Supplied data:
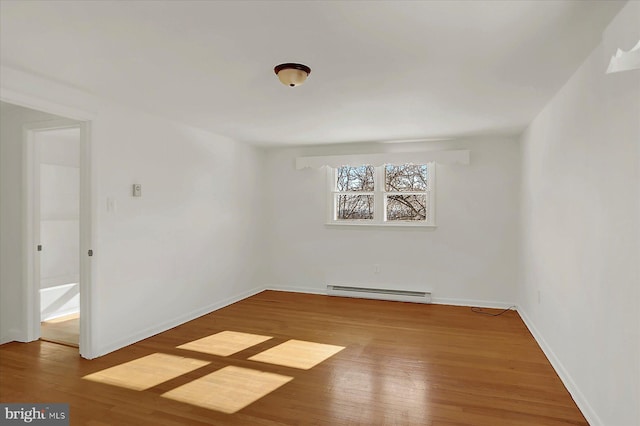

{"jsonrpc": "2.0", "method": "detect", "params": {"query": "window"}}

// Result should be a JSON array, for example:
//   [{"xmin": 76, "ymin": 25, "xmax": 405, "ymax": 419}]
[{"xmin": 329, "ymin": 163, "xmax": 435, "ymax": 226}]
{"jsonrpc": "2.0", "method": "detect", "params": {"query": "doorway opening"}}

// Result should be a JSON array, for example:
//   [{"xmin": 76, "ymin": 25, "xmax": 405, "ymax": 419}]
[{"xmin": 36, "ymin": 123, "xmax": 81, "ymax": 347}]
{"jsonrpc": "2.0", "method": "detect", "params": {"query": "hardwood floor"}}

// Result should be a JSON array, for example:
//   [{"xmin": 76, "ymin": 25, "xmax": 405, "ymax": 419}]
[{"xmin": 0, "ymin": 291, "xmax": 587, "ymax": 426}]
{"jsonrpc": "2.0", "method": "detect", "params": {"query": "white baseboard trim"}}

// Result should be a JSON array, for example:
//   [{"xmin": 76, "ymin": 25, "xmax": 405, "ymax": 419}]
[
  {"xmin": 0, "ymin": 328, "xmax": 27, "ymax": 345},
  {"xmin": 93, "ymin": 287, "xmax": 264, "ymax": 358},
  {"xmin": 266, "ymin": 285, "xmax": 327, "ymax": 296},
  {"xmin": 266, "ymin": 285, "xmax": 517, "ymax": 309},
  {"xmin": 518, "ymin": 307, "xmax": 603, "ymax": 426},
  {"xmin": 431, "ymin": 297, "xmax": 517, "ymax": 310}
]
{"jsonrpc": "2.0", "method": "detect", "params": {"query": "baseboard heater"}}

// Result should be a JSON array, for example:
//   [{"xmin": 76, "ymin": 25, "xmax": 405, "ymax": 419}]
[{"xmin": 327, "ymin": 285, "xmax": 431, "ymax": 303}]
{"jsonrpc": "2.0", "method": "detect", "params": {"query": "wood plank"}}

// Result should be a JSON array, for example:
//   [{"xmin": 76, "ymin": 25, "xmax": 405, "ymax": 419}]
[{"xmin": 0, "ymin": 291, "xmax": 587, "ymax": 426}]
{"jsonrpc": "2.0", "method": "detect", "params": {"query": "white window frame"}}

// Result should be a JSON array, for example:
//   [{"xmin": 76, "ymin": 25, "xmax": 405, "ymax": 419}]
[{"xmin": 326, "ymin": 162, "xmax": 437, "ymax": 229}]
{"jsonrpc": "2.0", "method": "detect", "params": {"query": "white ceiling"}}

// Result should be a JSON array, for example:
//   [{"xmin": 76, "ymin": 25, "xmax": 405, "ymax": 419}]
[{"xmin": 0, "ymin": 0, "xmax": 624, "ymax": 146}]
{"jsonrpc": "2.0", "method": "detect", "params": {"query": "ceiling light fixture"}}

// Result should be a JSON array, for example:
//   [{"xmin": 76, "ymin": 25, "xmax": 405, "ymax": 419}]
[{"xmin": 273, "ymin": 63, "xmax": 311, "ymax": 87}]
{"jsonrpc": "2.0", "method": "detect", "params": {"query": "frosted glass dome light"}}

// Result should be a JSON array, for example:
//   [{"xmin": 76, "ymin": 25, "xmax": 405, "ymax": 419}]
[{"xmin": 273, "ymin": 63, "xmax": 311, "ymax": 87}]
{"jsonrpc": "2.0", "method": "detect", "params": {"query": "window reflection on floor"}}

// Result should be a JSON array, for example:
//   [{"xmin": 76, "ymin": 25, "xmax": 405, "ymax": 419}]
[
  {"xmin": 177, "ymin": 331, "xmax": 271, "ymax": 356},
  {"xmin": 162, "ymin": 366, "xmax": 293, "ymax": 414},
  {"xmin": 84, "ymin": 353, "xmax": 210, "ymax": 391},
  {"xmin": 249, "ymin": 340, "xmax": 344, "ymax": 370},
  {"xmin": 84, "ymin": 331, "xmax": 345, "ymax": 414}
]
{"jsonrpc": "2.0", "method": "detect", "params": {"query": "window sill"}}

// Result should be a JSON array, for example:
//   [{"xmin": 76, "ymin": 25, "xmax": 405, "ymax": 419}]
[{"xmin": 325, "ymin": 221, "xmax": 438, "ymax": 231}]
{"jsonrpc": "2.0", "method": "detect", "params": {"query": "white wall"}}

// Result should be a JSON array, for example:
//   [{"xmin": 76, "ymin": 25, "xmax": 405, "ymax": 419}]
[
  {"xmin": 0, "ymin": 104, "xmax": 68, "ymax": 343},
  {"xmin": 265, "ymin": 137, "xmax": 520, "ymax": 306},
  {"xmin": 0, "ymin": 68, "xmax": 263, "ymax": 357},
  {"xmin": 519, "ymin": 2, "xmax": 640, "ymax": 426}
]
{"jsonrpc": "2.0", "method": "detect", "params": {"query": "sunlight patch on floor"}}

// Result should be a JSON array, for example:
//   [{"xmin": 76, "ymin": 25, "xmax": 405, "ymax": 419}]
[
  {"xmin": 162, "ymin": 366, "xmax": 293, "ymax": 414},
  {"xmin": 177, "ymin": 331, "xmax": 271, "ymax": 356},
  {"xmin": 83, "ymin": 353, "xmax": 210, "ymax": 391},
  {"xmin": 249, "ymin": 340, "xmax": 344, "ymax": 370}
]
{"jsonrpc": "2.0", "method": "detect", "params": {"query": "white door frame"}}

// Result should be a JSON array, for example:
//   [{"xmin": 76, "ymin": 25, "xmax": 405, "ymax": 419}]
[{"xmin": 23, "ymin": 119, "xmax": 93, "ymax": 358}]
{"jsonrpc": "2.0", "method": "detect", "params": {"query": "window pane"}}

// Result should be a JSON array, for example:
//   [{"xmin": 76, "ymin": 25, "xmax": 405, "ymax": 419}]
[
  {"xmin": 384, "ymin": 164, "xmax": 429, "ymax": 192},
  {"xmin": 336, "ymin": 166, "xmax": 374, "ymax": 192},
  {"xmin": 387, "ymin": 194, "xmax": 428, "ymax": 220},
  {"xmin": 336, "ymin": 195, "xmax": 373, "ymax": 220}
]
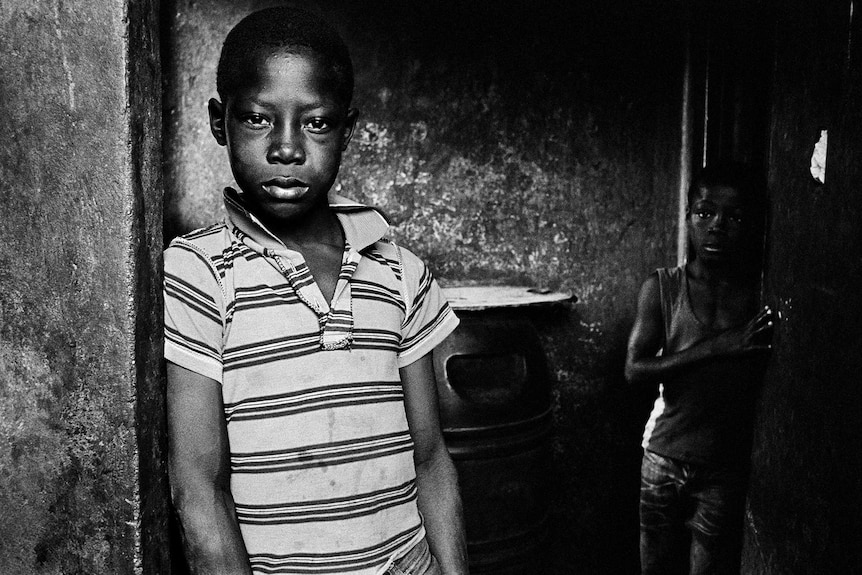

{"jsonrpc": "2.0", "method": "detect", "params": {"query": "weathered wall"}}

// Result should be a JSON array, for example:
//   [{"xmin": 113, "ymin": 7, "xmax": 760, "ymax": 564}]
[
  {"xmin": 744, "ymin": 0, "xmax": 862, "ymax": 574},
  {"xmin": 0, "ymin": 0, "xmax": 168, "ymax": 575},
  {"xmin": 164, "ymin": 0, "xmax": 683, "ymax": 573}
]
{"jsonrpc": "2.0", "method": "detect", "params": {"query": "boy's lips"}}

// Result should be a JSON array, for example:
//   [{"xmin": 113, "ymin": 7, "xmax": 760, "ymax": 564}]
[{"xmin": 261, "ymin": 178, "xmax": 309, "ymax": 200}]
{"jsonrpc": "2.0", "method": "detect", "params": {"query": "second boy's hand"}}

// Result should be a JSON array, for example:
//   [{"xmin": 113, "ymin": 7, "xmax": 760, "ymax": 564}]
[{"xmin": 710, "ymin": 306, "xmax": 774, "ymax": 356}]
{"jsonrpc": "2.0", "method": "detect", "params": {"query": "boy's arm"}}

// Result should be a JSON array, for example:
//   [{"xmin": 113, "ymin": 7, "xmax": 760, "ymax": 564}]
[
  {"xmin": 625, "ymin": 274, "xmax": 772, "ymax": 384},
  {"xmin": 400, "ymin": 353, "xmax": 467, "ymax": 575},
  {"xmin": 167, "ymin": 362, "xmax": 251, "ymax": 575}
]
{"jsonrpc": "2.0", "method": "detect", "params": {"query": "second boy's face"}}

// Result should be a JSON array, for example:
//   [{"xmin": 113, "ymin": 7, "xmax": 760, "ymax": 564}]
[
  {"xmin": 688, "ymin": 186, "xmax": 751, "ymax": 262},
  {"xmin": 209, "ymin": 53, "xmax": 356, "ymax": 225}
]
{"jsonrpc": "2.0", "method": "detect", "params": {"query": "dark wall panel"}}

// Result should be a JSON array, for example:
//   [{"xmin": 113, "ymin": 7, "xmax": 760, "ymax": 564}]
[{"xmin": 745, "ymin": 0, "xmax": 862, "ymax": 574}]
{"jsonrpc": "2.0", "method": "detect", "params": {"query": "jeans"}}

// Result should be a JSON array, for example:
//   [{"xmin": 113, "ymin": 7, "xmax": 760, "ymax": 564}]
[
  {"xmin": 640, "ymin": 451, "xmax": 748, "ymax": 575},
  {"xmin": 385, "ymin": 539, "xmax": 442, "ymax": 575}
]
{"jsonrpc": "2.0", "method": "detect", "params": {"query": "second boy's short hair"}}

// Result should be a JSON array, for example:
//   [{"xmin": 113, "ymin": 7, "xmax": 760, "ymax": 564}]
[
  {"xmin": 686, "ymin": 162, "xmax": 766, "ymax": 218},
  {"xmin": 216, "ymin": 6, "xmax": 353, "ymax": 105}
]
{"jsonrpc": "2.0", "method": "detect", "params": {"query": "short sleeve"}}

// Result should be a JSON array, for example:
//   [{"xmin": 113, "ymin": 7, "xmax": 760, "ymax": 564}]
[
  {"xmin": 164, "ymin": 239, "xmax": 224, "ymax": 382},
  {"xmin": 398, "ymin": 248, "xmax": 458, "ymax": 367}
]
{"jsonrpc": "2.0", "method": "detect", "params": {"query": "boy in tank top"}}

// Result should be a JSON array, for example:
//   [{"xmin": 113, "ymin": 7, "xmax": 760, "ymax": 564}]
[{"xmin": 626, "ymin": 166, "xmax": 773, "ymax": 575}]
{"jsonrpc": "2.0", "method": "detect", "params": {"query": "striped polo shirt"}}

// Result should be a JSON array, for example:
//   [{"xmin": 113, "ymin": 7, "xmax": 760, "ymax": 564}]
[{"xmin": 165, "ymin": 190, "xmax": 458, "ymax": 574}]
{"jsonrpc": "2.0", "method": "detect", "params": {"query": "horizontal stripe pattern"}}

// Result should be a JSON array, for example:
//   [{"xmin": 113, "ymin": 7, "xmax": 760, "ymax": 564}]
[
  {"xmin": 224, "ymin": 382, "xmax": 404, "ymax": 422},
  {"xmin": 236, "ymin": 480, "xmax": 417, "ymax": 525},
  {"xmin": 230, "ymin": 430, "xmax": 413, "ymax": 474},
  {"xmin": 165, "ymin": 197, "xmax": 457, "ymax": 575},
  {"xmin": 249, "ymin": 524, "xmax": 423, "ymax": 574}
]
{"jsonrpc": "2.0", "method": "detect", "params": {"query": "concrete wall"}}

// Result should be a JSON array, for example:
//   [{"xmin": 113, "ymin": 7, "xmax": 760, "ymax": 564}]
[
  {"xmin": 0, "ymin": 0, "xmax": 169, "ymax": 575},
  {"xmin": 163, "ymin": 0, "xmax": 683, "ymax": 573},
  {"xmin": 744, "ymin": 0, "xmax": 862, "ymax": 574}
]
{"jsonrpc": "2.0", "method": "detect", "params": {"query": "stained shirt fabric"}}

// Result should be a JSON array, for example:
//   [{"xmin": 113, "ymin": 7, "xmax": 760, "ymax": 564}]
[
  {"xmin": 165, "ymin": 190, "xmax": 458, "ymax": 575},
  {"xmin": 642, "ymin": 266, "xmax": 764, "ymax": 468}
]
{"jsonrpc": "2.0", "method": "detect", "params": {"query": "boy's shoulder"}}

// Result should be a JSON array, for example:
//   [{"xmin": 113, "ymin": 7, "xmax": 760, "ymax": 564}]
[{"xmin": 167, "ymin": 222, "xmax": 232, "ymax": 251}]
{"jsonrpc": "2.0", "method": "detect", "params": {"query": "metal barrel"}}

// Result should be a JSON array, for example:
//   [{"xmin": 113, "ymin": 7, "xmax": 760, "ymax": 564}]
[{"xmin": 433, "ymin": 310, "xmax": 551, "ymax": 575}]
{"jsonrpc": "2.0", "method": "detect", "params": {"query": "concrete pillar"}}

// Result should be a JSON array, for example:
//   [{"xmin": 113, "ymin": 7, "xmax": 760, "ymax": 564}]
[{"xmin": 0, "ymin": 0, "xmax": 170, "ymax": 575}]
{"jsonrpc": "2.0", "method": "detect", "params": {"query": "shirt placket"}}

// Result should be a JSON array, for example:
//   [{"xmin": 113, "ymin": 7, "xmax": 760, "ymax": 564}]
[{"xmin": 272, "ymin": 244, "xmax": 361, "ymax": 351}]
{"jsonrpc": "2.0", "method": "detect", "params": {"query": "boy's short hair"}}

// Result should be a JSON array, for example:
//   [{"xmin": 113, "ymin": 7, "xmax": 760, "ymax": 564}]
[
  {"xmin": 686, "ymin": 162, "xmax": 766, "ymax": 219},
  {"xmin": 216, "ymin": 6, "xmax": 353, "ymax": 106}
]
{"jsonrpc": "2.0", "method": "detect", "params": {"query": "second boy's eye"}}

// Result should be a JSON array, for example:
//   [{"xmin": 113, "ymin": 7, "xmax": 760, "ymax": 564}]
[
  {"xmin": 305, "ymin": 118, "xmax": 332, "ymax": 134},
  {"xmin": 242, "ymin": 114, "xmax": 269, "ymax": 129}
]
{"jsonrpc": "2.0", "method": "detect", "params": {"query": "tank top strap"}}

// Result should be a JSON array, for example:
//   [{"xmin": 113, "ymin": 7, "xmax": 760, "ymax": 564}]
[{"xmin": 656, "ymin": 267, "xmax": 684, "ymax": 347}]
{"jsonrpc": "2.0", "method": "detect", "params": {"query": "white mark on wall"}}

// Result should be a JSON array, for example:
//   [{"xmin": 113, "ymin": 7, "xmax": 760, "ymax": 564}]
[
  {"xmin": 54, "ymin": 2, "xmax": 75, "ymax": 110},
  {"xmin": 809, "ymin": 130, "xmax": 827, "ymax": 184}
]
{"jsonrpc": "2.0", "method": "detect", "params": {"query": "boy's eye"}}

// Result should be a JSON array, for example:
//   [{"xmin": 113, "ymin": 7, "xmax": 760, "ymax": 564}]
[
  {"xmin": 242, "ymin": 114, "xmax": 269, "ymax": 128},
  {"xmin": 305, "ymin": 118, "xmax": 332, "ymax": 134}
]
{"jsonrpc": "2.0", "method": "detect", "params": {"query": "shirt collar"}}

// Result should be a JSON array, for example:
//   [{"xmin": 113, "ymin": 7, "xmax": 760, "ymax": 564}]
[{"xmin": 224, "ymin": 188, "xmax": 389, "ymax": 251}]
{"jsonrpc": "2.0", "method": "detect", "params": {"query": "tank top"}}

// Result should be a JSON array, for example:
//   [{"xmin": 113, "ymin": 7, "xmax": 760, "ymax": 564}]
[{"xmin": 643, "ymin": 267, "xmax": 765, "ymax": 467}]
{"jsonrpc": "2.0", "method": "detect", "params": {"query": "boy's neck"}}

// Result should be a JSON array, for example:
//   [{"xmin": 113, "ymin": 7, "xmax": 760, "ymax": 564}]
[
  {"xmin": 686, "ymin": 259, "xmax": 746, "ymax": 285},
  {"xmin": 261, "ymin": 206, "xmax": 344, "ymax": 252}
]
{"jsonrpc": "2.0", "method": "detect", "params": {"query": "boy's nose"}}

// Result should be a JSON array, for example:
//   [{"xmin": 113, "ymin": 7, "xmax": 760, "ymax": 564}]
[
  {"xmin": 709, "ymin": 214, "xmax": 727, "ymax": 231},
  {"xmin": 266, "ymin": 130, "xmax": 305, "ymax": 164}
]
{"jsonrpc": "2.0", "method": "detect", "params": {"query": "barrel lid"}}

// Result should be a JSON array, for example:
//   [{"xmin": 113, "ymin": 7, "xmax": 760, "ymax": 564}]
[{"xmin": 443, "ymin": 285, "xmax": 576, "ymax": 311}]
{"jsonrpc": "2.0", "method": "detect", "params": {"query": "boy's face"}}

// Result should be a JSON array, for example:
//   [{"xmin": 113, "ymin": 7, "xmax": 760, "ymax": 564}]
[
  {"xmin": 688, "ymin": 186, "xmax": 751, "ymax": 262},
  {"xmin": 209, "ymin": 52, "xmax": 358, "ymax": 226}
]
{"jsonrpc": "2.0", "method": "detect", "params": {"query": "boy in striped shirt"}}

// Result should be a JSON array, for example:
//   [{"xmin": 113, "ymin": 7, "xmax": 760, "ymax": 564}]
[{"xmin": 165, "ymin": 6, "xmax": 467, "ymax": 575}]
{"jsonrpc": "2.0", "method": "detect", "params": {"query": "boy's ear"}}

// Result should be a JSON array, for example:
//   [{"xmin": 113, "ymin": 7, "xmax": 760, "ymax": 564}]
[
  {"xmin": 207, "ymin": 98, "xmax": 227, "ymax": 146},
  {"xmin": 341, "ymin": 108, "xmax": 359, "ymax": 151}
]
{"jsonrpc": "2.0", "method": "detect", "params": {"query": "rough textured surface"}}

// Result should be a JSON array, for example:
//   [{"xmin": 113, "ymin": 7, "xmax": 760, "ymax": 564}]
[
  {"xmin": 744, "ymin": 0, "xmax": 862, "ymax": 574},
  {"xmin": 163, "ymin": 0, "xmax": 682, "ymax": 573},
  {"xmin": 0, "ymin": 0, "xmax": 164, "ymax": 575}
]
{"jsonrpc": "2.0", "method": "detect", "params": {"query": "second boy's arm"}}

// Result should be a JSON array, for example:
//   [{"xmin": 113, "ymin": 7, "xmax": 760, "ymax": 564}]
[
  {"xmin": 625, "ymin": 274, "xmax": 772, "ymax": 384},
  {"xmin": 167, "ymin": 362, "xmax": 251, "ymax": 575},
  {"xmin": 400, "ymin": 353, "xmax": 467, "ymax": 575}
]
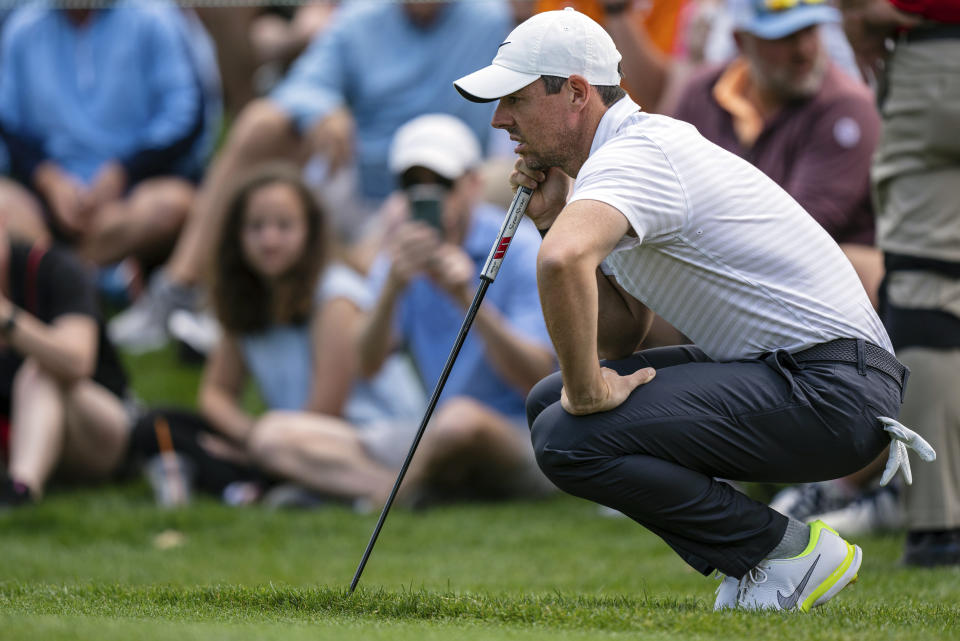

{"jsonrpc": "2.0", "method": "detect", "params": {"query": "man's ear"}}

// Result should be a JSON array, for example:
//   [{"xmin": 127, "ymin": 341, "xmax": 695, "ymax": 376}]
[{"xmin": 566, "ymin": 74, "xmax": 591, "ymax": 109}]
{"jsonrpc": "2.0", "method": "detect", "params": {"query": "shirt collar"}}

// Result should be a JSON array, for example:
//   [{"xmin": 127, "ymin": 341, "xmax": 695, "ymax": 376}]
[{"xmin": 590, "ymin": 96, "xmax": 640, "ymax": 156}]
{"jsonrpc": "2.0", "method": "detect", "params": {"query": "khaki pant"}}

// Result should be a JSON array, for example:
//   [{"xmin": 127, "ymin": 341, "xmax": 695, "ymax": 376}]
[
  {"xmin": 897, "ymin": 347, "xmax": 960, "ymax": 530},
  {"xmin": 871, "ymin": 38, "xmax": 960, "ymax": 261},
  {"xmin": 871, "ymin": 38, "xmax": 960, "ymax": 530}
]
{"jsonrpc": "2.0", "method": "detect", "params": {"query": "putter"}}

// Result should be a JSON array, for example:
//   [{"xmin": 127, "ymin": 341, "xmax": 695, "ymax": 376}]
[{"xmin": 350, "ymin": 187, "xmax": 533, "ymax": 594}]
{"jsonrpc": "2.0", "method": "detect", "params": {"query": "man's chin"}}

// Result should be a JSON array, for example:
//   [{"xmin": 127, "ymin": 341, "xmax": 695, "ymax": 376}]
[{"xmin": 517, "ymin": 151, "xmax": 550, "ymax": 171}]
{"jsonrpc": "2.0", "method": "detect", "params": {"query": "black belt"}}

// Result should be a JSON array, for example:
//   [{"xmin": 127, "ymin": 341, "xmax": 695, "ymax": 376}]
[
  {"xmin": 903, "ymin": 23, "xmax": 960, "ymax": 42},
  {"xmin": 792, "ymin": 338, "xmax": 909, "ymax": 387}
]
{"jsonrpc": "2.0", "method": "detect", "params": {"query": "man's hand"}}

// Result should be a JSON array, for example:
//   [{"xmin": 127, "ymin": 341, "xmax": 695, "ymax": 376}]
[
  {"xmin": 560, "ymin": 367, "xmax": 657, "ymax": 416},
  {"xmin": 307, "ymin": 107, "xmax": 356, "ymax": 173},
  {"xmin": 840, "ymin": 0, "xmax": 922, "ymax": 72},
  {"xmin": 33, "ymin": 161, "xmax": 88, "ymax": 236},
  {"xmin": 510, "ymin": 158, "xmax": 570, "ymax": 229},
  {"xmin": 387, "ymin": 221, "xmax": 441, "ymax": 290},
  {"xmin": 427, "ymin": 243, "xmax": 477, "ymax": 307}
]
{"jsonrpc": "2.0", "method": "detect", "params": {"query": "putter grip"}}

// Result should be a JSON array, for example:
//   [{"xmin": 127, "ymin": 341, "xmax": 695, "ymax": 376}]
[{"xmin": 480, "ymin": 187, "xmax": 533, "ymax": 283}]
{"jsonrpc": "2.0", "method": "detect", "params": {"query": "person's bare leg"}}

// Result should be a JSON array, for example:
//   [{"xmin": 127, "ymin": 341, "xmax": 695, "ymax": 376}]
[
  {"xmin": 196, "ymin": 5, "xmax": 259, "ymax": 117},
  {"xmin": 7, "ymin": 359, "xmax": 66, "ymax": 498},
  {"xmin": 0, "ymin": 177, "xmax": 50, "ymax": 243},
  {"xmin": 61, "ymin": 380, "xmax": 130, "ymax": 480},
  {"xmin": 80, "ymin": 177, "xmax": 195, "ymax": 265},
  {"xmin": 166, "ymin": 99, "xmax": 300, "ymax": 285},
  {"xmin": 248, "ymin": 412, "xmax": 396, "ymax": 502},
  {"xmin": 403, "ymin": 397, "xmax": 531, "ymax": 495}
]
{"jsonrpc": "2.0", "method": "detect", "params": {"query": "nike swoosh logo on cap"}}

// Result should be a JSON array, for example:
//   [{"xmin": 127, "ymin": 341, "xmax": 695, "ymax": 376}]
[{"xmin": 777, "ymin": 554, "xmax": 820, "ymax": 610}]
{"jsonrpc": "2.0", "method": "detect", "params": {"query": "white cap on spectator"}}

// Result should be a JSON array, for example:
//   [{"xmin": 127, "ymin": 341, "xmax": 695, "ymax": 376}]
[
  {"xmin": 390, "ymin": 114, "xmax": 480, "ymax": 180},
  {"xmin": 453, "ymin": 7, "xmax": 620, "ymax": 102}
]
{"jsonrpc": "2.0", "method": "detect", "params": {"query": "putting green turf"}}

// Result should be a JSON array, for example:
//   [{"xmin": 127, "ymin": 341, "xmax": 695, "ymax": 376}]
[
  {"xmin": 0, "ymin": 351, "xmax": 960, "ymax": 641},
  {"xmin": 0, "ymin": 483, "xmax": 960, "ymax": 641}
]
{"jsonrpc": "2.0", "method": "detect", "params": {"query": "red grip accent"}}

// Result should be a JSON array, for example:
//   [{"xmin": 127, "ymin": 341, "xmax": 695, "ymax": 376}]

Task goal:
Retype exactly the lines from the one containing "swoosh logo on" through the last line of the records above, including both.

Problem solution:
{"jsonrpc": "2.0", "method": "detect", "params": {"query": "nike swoosh logo on cap"}}

// Result should be a JSON array, for example:
//   [{"xmin": 127, "ymin": 341, "xmax": 695, "ymax": 376}]
[{"xmin": 777, "ymin": 554, "xmax": 820, "ymax": 610}]
{"jsonrpc": "2.0", "method": "detect", "params": {"query": "white cap on spectator"}}

// Result should be a JSON array, for example:
//   [{"xmin": 127, "ymin": 341, "xmax": 695, "ymax": 376}]
[
  {"xmin": 390, "ymin": 114, "xmax": 480, "ymax": 180},
  {"xmin": 453, "ymin": 7, "xmax": 620, "ymax": 102}
]
{"jsonrpc": "2.0", "method": "detect", "params": {"query": "putting green turf"}}

// Result should be a JSON array, for example:
//   [{"xmin": 127, "ymin": 341, "xmax": 695, "ymax": 376}]
[
  {"xmin": 0, "ymin": 351, "xmax": 960, "ymax": 641},
  {"xmin": 0, "ymin": 483, "xmax": 960, "ymax": 641}
]
{"jsonrpc": "2.0", "method": "detect", "params": {"query": "red grip accent"}}

// Result should be a JSON array, for example:
//   [{"xmin": 127, "ymin": 341, "xmax": 695, "ymax": 376}]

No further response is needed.